Task prompt:
Express the lines from the one containing "Can you see the air" through the one containing "column 324, row 8", inclusive, as a JSON list of strings with one string per line and blank lines omitted.
>> BEGIN Entries shown
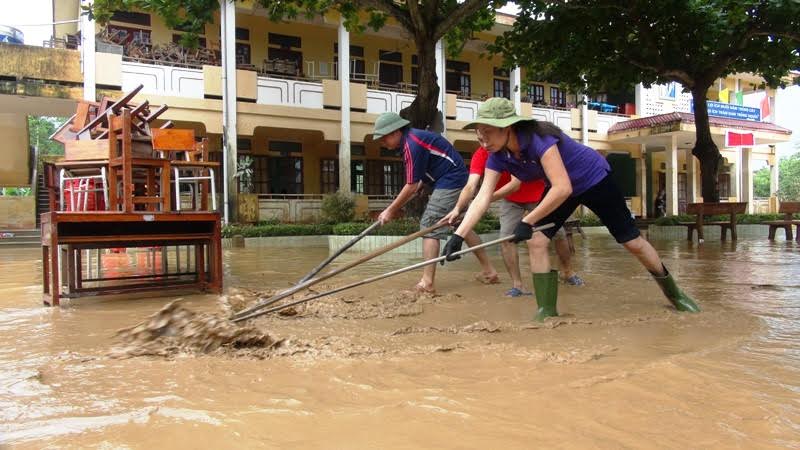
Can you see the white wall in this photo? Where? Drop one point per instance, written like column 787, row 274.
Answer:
column 787, row 115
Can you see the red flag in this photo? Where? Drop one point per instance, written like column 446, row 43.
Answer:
column 765, row 107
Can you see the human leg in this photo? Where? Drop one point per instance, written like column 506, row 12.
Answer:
column 545, row 281
column 439, row 204
column 606, row 200
column 564, row 254
column 430, row 250
column 510, row 215
column 488, row 273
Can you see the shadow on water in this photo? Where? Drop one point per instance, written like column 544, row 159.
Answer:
column 619, row 366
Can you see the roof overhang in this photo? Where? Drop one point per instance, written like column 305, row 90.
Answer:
column 660, row 131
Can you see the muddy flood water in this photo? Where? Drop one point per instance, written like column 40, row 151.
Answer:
column 381, row 367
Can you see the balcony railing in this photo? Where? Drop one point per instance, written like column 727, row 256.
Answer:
column 295, row 91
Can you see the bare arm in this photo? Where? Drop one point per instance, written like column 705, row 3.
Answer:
column 510, row 187
column 402, row 198
column 560, row 186
column 480, row 204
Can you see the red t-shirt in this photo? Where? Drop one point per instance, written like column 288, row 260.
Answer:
column 529, row 192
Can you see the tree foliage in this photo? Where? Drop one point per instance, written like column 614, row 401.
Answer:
column 425, row 22
column 789, row 178
column 608, row 45
column 39, row 130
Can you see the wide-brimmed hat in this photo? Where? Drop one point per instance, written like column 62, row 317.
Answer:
column 496, row 112
column 386, row 123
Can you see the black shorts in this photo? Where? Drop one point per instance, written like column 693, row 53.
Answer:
column 604, row 199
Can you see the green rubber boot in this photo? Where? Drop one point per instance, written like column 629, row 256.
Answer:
column 673, row 293
column 546, row 287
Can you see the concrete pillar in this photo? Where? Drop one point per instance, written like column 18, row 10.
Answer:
column 584, row 120
column 641, row 181
column 736, row 175
column 639, row 99
column 88, row 58
column 440, row 73
column 229, row 110
column 344, row 78
column 672, row 176
column 691, row 177
column 773, row 182
column 516, row 88
column 747, row 178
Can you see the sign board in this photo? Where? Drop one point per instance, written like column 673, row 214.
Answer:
column 731, row 111
column 739, row 139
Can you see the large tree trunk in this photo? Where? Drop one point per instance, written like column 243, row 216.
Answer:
column 705, row 149
column 422, row 112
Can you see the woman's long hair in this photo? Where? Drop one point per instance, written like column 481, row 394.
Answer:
column 539, row 127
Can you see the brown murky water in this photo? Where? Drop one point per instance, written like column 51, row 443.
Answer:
column 376, row 367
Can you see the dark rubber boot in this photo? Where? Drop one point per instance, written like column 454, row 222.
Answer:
column 545, row 286
column 673, row 293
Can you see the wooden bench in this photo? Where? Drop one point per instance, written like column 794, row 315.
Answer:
column 788, row 209
column 713, row 209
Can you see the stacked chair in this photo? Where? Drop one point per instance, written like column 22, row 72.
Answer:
column 114, row 152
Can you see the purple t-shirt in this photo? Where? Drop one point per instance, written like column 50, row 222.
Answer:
column 585, row 166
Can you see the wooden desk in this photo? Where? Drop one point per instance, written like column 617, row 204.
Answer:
column 65, row 234
column 788, row 209
column 712, row 209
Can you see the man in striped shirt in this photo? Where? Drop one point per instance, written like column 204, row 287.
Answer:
column 430, row 159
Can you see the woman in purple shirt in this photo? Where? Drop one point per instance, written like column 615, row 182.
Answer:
column 577, row 175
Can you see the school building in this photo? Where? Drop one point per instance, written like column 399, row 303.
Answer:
column 309, row 134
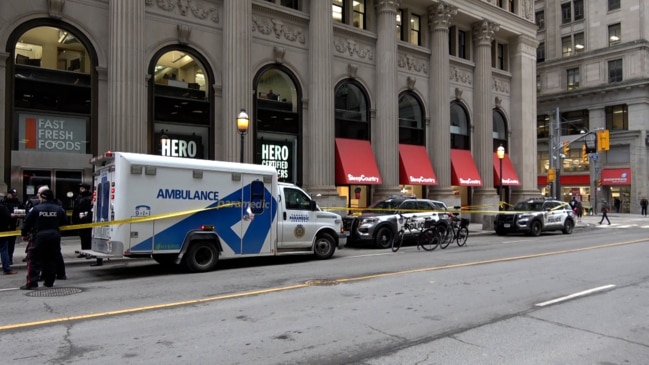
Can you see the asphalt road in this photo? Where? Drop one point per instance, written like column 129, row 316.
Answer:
column 488, row 303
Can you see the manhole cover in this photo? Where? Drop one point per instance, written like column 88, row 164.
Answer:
column 321, row 282
column 54, row 292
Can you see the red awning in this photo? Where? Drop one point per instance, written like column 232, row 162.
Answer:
column 414, row 166
column 355, row 163
column 463, row 169
column 616, row 177
column 510, row 178
column 566, row 180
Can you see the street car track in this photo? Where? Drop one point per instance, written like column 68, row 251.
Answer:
column 306, row 284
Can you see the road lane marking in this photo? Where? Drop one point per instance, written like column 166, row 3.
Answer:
column 299, row 286
column 576, row 295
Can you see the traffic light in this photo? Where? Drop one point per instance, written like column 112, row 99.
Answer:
column 603, row 140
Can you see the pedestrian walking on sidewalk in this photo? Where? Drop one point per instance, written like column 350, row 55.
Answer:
column 643, row 206
column 41, row 230
column 5, row 224
column 579, row 210
column 604, row 213
column 33, row 202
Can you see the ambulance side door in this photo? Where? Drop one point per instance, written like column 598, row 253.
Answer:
column 296, row 220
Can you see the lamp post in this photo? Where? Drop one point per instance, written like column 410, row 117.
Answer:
column 242, row 125
column 590, row 139
column 501, row 154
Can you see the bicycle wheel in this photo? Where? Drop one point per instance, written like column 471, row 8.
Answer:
column 429, row 239
column 446, row 234
column 397, row 240
column 462, row 235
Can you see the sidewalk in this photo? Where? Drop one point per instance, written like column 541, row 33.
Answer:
column 68, row 247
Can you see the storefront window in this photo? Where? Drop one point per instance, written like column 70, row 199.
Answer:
column 617, row 117
column 181, row 107
column 411, row 120
column 278, row 125
column 459, row 127
column 52, row 92
column 352, row 111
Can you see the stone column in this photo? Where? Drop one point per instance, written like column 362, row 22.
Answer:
column 237, row 81
column 385, row 131
column 127, row 77
column 3, row 125
column 319, row 162
column 522, row 122
column 482, row 135
column 440, row 17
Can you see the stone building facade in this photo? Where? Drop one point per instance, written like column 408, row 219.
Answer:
column 592, row 75
column 353, row 100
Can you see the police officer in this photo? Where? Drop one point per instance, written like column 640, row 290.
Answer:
column 43, row 222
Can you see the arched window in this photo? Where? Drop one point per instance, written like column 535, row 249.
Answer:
column 460, row 138
column 278, row 122
column 53, row 82
column 411, row 120
column 352, row 111
column 277, row 102
column 500, row 129
column 181, row 106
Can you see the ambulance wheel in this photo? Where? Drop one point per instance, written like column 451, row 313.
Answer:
column 324, row 247
column 201, row 256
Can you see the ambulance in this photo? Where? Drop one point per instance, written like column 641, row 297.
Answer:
column 192, row 212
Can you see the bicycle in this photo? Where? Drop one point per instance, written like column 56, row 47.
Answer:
column 426, row 241
column 457, row 230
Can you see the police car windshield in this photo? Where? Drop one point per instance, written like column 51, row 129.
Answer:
column 529, row 206
column 389, row 206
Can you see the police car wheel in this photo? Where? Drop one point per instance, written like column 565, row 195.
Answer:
column 384, row 237
column 324, row 247
column 535, row 228
column 568, row 226
column 201, row 256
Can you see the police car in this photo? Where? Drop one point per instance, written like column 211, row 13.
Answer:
column 378, row 223
column 534, row 216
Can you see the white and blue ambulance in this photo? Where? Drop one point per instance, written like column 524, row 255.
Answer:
column 195, row 212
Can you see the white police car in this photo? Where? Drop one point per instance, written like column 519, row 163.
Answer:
column 534, row 216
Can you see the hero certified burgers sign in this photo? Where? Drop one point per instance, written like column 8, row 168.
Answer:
column 278, row 154
column 50, row 133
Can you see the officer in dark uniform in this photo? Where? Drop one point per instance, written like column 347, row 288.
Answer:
column 43, row 222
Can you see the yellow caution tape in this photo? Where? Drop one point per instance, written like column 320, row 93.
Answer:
column 126, row 221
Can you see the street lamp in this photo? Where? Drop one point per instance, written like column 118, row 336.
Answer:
column 501, row 154
column 242, row 125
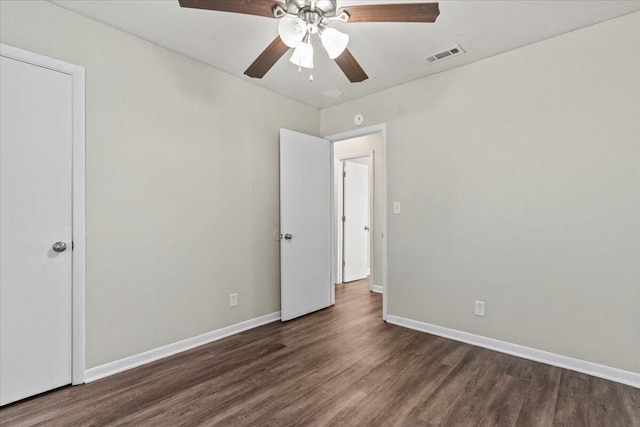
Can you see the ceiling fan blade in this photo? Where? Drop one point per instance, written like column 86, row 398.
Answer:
column 248, row 7
column 267, row 59
column 405, row 12
column 350, row 67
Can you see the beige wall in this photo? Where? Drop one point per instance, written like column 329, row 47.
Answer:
column 361, row 144
column 519, row 178
column 182, row 183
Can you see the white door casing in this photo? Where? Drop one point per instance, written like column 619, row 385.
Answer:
column 355, row 221
column 382, row 185
column 305, row 223
column 41, row 202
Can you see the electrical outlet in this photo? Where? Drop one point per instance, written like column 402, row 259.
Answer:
column 479, row 308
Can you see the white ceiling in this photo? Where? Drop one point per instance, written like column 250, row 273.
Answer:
column 391, row 54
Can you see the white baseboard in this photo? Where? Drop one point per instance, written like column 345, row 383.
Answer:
column 589, row 368
column 177, row 347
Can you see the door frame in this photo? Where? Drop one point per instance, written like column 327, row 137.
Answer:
column 369, row 155
column 78, row 256
column 382, row 129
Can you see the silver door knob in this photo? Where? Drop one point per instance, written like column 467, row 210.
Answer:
column 59, row 246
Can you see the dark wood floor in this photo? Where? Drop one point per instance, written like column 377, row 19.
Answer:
column 341, row 366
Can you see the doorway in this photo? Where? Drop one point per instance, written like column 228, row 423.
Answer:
column 367, row 145
column 355, row 202
column 42, row 224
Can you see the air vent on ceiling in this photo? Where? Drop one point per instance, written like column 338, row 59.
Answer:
column 454, row 51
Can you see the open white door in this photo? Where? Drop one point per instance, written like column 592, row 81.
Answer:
column 356, row 226
column 305, row 224
column 35, row 229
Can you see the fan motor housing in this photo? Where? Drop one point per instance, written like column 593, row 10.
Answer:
column 324, row 8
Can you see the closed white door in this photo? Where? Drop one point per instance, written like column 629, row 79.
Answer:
column 305, row 224
column 355, row 221
column 35, row 214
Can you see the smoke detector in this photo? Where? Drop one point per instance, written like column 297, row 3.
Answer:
column 454, row 51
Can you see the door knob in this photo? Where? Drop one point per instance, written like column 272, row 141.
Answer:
column 59, row 246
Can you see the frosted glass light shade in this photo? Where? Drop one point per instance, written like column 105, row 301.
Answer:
column 303, row 55
column 292, row 30
column 334, row 42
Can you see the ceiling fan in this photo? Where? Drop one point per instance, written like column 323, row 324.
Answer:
column 302, row 19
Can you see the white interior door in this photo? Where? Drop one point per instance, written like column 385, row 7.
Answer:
column 35, row 212
column 355, row 221
column 305, row 224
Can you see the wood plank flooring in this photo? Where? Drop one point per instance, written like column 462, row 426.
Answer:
column 342, row 366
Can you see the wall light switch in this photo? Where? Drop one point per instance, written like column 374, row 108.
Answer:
column 480, row 308
column 233, row 300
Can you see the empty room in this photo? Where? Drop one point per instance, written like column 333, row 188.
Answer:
column 319, row 212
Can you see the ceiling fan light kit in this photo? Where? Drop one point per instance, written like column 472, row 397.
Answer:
column 300, row 19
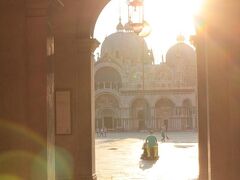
>> END Entries shown
Worked answer:
[
  "Can you see the air vent on ceiling in this photo? Where? Drop one point per instance, written like column 338, row 59.",
  "Answer:",
  "column 454, row 51",
  "Can you see the open white door in this photo? Where? Drop one point per instance, written like column 592, row 81.",
  "Answer:",
  "column 356, row 226",
  "column 305, row 224",
  "column 35, row 229",
  "Can you see the fan motor housing in this photo? Where? Drop one point per instance, written like column 593, row 10.",
  "Answer:",
  "column 324, row 8"
]